= Beginning of Section =

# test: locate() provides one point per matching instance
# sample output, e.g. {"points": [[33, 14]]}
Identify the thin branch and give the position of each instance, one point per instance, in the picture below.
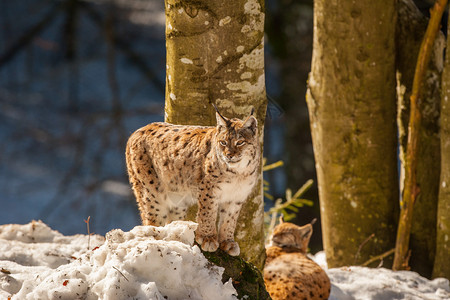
{"points": [[411, 189], [28, 36], [378, 257]]}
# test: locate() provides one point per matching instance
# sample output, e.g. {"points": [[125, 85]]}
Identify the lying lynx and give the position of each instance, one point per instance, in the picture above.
{"points": [[172, 167], [289, 274]]}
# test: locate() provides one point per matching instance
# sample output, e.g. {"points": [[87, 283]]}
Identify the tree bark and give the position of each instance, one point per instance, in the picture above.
{"points": [[215, 53], [352, 108], [441, 264], [411, 27]]}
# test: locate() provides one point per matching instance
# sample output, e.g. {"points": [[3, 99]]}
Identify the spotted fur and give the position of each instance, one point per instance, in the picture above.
{"points": [[289, 274], [171, 167]]}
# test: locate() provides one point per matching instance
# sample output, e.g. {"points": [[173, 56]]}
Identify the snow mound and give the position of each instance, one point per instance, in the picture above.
{"points": [[36, 244], [145, 263], [366, 283]]}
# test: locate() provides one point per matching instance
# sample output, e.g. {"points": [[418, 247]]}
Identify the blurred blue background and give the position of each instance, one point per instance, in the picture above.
{"points": [[78, 77]]}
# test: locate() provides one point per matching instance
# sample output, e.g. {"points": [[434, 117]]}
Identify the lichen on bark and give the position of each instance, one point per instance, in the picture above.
{"points": [[351, 102], [215, 53], [411, 27], [441, 262]]}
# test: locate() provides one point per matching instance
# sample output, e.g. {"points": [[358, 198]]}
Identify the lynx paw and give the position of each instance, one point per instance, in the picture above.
{"points": [[230, 247], [208, 243]]}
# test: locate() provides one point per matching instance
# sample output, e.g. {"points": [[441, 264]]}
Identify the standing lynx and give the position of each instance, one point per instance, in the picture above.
{"points": [[171, 167]]}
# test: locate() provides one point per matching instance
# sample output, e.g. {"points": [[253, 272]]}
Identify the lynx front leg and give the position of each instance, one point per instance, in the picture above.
{"points": [[206, 234], [229, 213]]}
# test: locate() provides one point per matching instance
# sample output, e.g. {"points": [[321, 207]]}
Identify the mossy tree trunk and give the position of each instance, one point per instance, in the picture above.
{"points": [[411, 27], [441, 263], [215, 53], [352, 108]]}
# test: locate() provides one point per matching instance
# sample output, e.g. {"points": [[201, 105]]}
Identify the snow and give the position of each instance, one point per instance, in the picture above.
{"points": [[145, 263], [352, 283], [158, 263]]}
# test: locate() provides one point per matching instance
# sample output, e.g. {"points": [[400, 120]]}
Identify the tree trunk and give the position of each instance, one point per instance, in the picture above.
{"points": [[441, 262], [411, 27], [352, 108], [215, 53]]}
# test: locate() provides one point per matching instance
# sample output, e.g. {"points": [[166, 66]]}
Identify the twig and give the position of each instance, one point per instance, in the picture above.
{"points": [[362, 245], [89, 233], [285, 205], [378, 257], [411, 189]]}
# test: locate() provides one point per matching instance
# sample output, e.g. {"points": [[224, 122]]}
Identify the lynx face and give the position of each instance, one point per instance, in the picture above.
{"points": [[292, 236], [236, 140]]}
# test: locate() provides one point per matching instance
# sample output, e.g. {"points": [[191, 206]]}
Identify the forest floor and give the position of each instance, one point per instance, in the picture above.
{"points": [[153, 262]]}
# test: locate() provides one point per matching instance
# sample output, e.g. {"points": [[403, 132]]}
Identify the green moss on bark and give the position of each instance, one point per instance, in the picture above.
{"points": [[246, 278], [351, 102], [441, 263], [411, 28]]}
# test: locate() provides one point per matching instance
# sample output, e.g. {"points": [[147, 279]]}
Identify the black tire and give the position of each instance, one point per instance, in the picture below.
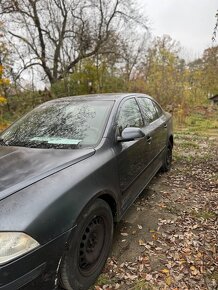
{"points": [[168, 157], [88, 247]]}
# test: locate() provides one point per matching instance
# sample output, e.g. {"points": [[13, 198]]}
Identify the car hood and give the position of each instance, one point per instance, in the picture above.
{"points": [[20, 167]]}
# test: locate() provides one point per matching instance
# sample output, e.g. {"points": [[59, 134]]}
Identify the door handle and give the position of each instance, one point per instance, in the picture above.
{"points": [[149, 138]]}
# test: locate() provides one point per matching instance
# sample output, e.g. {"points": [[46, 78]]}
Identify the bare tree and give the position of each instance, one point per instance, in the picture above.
{"points": [[55, 35]]}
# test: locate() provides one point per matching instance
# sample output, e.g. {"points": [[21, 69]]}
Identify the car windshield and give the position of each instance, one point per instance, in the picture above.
{"points": [[60, 125]]}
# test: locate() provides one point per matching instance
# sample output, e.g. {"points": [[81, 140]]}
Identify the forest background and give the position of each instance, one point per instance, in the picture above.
{"points": [[52, 49]]}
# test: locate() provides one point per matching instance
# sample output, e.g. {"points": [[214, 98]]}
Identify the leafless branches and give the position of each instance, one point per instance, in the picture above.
{"points": [[58, 34]]}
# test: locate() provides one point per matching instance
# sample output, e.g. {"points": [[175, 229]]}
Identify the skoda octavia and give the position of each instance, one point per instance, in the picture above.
{"points": [[69, 170]]}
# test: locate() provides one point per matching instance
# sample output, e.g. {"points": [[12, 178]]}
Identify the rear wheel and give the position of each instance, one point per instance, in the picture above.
{"points": [[168, 158], [88, 248]]}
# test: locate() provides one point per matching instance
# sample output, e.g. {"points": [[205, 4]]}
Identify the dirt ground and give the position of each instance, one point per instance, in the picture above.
{"points": [[168, 239]]}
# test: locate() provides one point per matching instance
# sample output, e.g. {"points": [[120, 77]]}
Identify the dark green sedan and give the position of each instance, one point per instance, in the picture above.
{"points": [[69, 170]]}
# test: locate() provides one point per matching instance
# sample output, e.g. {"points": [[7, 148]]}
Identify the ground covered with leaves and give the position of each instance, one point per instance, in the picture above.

= End of Section =

### What is expected
From the line containing "Identify the forest background" down to the final line of the data, write out every line exactly; both the first and last of these belong in your answer, and nothing else does.

### Exercise response
Identify the forest background and give the position of each instance, one point per instance, in the picture above.
{"points": [[52, 49]]}
# test: locate() provides one point per matching instance
# sample output, e.g. {"points": [[214, 98]]}
Identify the leafless branches and give the position of each instance, one point per instance, in the picture above.
{"points": [[58, 34]]}
# test: locate() provides one point per matching instance
# sample output, e.g. {"points": [[175, 229]]}
Identify the skoda octavia and give the position of each instance, one point per instance, in the picture above.
{"points": [[69, 170]]}
# test: locate() provides one point per matching instance
# sample output, e.g. {"points": [[12, 178]]}
Identify the rear wheel and give the position of each instance, one point per instance, in the picture above.
{"points": [[168, 158], [88, 248]]}
# test: locate() provides one point per matching instance
# sample output, e.g. {"points": [[205, 4]]}
Identify the dirt ground and give the position of each instance, one point per instance, in the picture above.
{"points": [[168, 239]]}
# test: locate() provides one point per matching instance
# sample output, e.g. {"points": [[120, 77]]}
Identify the dark green sedan and give the position of each instance, one point per instance, in the picture above.
{"points": [[69, 170]]}
# test: locate() provides one point per matching instance
# sample output, e.g. {"points": [[7, 148]]}
Identify the ground covered with leaves and give the position of each instance, one point per instance, in the picture above.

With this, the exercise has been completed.